[Rows from a pointing dataset]
:::
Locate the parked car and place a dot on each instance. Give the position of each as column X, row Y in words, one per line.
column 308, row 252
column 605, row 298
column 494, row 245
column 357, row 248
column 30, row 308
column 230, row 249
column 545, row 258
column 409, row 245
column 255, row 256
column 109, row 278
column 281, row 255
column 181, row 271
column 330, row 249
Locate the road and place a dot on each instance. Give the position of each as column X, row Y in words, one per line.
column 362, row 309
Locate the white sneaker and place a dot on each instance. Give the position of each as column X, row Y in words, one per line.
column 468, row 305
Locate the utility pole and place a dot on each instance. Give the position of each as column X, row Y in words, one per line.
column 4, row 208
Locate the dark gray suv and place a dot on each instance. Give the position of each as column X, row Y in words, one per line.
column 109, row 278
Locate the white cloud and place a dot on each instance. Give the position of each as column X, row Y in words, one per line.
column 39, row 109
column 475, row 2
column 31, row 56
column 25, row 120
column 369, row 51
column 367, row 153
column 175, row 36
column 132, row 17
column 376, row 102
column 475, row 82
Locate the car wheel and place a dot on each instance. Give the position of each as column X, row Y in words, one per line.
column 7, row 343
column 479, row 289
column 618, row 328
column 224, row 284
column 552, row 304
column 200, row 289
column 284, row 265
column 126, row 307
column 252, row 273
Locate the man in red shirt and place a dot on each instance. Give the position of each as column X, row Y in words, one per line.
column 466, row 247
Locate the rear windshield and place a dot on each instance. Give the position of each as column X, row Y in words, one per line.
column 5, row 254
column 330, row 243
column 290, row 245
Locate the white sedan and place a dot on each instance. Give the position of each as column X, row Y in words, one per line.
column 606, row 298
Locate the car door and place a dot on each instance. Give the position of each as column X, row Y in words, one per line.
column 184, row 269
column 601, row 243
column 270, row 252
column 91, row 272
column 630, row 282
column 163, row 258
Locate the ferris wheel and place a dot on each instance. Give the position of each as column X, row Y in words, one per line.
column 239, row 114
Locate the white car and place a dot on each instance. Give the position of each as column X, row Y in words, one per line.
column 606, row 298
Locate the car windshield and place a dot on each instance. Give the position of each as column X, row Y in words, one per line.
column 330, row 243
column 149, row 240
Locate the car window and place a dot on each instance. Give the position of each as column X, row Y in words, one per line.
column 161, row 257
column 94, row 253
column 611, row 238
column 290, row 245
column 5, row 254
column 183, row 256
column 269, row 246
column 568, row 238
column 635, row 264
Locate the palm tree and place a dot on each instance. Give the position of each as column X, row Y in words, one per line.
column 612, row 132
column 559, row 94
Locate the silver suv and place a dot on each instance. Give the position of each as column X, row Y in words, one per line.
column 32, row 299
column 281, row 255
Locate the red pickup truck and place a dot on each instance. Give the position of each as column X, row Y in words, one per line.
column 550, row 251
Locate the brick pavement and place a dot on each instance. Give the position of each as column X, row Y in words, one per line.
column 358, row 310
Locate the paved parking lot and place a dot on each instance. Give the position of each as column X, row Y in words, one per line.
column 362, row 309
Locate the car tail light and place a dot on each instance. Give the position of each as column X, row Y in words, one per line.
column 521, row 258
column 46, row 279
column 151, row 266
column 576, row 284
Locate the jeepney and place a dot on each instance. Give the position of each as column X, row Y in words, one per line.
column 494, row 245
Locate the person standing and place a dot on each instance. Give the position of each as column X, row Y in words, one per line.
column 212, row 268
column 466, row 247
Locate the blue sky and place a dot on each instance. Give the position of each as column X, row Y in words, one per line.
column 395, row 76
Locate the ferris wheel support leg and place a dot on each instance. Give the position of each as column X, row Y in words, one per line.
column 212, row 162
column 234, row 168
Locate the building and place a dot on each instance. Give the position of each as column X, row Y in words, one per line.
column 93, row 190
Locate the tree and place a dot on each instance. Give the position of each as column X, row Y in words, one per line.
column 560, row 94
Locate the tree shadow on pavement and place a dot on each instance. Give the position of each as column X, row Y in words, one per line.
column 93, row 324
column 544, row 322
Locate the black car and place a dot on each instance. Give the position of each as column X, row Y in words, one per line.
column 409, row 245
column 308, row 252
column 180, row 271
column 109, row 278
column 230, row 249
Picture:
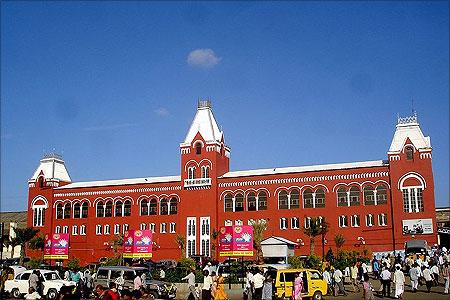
:::
TASK DIRECTIONS — Rewrite the lines from the one containing "Locate the man" to the one containing "column 635, row 264", both included, as a JSON list of strings with one string per line and blank lines omitted.

OUTPUT —
[
  "Locate the man in red shirt and place a dot on each instance. Give the position of each as column X, row Y in words, one per line.",
  "column 466, row 247",
  "Locate the rear windshield and place a dot on each instance. Give the position of each as column X, row Y in words, one per line.",
  "column 5, row 254",
  "column 330, row 243",
  "column 290, row 245",
  "Locate the white sedan and place a dot on each instance. Give the position of each as column X, row Y in words, one per line.",
  "column 606, row 298",
  "Locate the car door and place a dot on each instance. Give the position of each as column X, row Y in words, one per line.",
  "column 184, row 269",
  "column 601, row 243",
  "column 270, row 252",
  "column 91, row 272",
  "column 630, row 282",
  "column 163, row 258",
  "Locate the ferris wheel and place a dot on each instance. Give the position of each as column X, row Y in words, one per line.",
  "column 239, row 114",
  "Locate the white car and place a dot on each instance. Give the position of each as column X, row Y in words, one per line.",
  "column 606, row 298",
  "Locate the car windshield and place a dot on each instance. Give the position of each as column X, row Y in words, one per line.",
  "column 330, row 243",
  "column 149, row 240",
  "Locate the car window and place a dot on each instance. Give the position of each as column X, row Y in words, one per line.",
  "column 161, row 257",
  "column 94, row 253",
  "column 611, row 238",
  "column 290, row 245",
  "column 5, row 254",
  "column 183, row 256",
  "column 269, row 246",
  "column 568, row 238",
  "column 635, row 264"
]